REQUIREMENT 1
Retype the part of the net neutrality text below that opens with the words containing "The basic idea" and closes with "make others slower.".

President Obama is correct in wanting to ensure equal Internet access for all
President Obama is correct in wanting to ensure equal Internet access for all

President Barack Obama weighed in Monday in a fight between some of the giants in online communication. He took the right side. While most Americans own neither cable companies nor firms like Netflix, all do have an interest in keeping the Internet open and unrestricted.

The basic idea behind what is called net neutrality is that everyone with an Internet connection should have the same access to all legal online content. In this view, the information superhighway would function much like a regular highway, where anyone with a car can travel at the same speed.

The alternative is called “paid prioritization” by its supporters and “Internet fast lanes” by foes. In that situation, cable companies and other Internet providers could grant fast access to users of some websites, but make others slower.

PROVIDED RECORDS
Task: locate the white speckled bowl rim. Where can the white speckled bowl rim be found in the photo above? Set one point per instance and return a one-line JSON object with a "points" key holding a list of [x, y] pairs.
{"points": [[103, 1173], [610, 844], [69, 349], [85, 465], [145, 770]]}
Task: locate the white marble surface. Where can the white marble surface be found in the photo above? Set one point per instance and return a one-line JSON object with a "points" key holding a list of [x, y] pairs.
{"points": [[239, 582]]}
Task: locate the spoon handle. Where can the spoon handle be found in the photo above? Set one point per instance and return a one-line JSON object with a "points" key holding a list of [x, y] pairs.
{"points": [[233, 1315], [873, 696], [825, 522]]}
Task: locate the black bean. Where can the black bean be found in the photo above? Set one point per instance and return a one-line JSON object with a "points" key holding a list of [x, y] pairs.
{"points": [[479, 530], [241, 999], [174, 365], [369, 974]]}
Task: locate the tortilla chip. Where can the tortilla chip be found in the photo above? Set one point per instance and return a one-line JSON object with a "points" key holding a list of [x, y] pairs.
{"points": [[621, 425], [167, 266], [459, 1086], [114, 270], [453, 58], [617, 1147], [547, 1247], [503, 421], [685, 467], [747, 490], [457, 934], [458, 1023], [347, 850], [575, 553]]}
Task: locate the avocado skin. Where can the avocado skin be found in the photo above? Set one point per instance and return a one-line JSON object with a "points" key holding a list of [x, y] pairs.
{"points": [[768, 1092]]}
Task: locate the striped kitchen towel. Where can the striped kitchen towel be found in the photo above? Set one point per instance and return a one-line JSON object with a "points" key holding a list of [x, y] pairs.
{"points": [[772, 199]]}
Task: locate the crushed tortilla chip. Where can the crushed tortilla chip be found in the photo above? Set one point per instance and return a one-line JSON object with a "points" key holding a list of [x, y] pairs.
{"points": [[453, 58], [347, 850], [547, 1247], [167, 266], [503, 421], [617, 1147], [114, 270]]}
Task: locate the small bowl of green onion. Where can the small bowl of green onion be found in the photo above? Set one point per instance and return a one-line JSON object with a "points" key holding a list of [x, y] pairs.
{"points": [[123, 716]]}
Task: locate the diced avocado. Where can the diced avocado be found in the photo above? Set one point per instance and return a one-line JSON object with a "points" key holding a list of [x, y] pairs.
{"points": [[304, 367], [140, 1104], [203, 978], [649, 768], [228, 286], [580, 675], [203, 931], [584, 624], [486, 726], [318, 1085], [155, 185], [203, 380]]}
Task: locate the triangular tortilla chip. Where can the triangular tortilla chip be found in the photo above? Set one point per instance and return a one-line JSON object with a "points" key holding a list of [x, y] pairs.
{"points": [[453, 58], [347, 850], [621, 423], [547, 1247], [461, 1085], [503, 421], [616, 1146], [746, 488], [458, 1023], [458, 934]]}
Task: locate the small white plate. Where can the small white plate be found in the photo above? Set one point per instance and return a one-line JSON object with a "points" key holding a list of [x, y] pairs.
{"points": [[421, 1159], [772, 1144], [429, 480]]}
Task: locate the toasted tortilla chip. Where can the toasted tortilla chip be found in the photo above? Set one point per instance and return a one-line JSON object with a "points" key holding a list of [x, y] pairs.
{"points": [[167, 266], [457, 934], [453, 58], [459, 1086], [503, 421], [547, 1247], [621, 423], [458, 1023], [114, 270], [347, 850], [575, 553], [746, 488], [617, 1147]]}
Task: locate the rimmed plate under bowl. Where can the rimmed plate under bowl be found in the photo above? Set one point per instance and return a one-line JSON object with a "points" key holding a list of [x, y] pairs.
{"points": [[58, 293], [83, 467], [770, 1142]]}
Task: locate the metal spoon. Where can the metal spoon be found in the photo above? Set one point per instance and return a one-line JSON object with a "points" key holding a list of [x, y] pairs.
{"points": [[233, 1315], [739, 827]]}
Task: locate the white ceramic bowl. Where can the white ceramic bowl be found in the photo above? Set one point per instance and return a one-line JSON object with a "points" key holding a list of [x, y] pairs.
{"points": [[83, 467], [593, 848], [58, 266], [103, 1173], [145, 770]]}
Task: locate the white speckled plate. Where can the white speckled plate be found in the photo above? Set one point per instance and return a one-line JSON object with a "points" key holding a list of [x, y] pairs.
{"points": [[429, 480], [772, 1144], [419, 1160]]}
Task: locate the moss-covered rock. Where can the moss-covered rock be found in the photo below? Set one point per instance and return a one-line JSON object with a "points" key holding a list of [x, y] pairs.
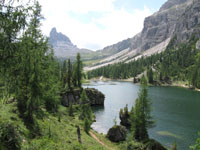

REQUIREMENT 2
Find every line in the entries above that holds the word "avocado" and copy each of those lines. Case counts.

WORKED ANSWER 1
The basic idea behind what is called net neutrality is that everyone with an Internet connection should have the same access to all legal online content. In this view, the information superhighway would function much like a regular highway, where anyone with a car can travel at the same speed.

The alternative is called “paid prioritization” by its supporters and “Internet fast lanes” by foes. In that situation, cable companies and other Internet providers could grant fast access to users of some websites, but make others slower.

WORKED ANSWER 2
Task: locate the avocado skin. Where can the avocado skin be found in the photo above? Set one point per instance and return a one-line JSON object with a "points" key holding a list of [x, y] pairs.
Task: locate the diced avocado. Where can the diced avocado be found in the photo above? Set one point per instance and return a one-line JSON object with a "points" key holding a list of [x, y] pairs.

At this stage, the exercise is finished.